● Set exercise
Write out every one of the rows below word for word, keeping each line as it stands.

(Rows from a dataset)

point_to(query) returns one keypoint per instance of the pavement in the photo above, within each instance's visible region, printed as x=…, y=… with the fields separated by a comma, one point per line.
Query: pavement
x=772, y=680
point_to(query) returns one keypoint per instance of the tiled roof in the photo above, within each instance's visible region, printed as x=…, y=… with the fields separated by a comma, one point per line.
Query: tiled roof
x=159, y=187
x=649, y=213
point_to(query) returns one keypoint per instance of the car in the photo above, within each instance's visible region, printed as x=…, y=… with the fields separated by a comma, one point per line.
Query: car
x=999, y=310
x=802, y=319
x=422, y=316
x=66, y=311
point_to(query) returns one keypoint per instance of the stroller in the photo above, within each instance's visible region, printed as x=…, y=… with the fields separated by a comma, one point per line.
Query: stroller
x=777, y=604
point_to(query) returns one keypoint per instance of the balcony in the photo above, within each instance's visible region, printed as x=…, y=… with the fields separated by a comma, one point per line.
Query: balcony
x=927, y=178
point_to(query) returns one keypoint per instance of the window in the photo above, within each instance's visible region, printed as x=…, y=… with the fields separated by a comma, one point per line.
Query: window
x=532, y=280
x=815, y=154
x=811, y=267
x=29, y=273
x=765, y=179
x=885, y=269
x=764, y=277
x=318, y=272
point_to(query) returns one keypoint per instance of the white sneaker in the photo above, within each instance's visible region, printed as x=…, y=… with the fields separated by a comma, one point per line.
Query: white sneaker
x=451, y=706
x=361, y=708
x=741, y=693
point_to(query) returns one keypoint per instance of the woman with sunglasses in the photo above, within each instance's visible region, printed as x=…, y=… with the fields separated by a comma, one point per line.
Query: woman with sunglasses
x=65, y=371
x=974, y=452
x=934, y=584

● Finished task
point_to(query) returns one keypoint per instance of the pavement in the photo above, within each instance's visible region, printed as x=…, y=… with the fields separated by a comma, one point per line.
Query: pavement
x=772, y=680
point_to(query) returns one keypoint per instance of the tiled roof in the photo above, within each instance's visible region, printed as x=…, y=… with the fields separated by a comma, one point per line.
Query: tiled roof
x=159, y=187
x=649, y=213
point_to(query) returns one keypoint per instance of the car in the photo above, within each instance's visible region, printed as x=…, y=… with the fields separated by a comma, one point per line.
Query: car
x=999, y=310
x=802, y=319
x=422, y=316
x=66, y=311
point_to(query) returns one keypoint per instance of the stroller in the photo above, within each instance's visible region, printed as x=…, y=… with the fields separated by a comma, one point per line.
Query: stroller
x=777, y=604
point_to(query) returns one keypoint per instance of the balcony in the photo above, within each instance's visible region, printed as x=…, y=… with the fields separated by a comma, one point per line.
Query: balcony
x=927, y=178
point_to(query) returns one keypoint per instance of the window in the photo above, within each instance's visible region, printed as x=…, y=… with the fields separated by a comma, one point per line.
Query: window
x=532, y=280
x=815, y=154
x=811, y=267
x=29, y=273
x=765, y=179
x=885, y=269
x=764, y=277
x=318, y=272
point_to(query) returns one keypoint per instance of the white sneaker in the photo above, within each instance's visible region, printed as x=…, y=… with the fields separated by a comma, one point per line.
Query: white sneaker
x=451, y=706
x=361, y=708
x=741, y=693
point_to(query) returns one keypoint per instance of the woman with sunglasses in the photo above, within each instance's visible region, printed as x=…, y=… with the fields separated by a comma, one point per line.
Query: woman with sunglasses
x=65, y=371
x=974, y=452
x=934, y=584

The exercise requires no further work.